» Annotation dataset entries
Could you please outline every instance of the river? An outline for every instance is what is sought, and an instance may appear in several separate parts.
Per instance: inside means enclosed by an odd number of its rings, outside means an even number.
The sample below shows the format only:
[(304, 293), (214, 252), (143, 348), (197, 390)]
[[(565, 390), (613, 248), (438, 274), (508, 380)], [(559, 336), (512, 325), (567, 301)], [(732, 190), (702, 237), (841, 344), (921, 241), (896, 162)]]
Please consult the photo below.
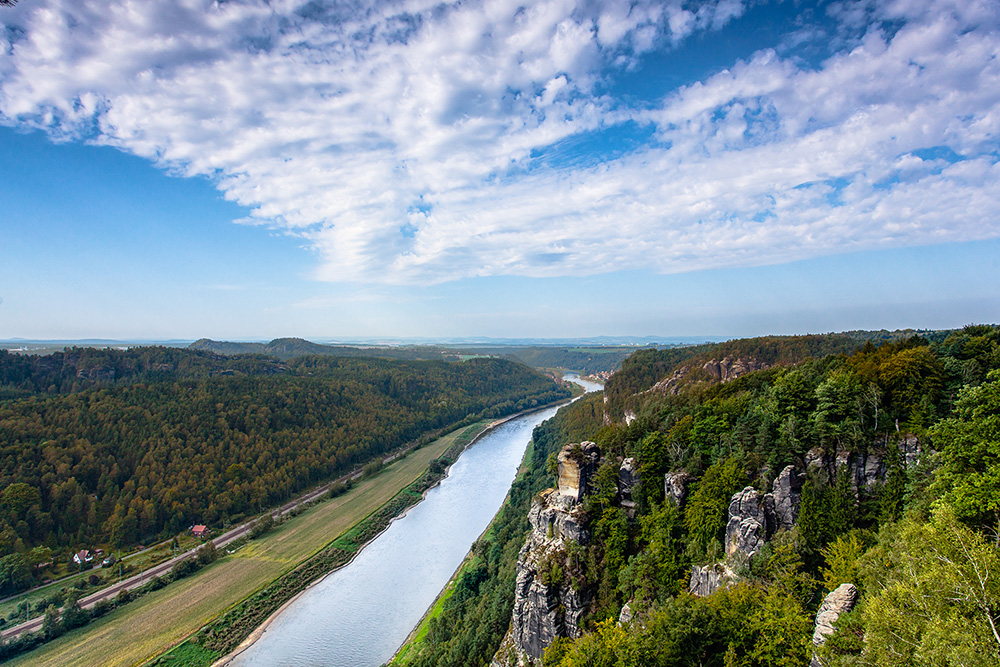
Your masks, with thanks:
[(517, 417), (480, 438), (422, 502), (296, 598), (229, 664), (377, 667), (389, 660), (497, 513), (532, 430), (555, 412)]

» Work required
Reproduce the data above with each "instance" swapped for "occurrence" and everything else unchanged. Leave the pictures out of your answer.

» Response to the task
Could you please outline every occurrence of the river? An outline for every occurrence is what is sought, and an occurrence may appear in several separate parts.
Per occurrence: inside means enclosed by an odd number of its rings, outside means an even number.
The sample below shows the format only:
[(304, 293), (214, 252), (143, 348), (197, 390)]
[[(565, 390), (613, 248), (438, 274), (508, 380)], [(559, 336), (512, 325), (567, 301)], [(732, 190), (702, 237), (841, 344), (921, 241), (896, 162)]]
Please consult the photo below.
Your masks, with thanks:
[(517, 417), (480, 438), (422, 502), (296, 598), (229, 664), (377, 667), (389, 660), (497, 513), (532, 430), (555, 412)]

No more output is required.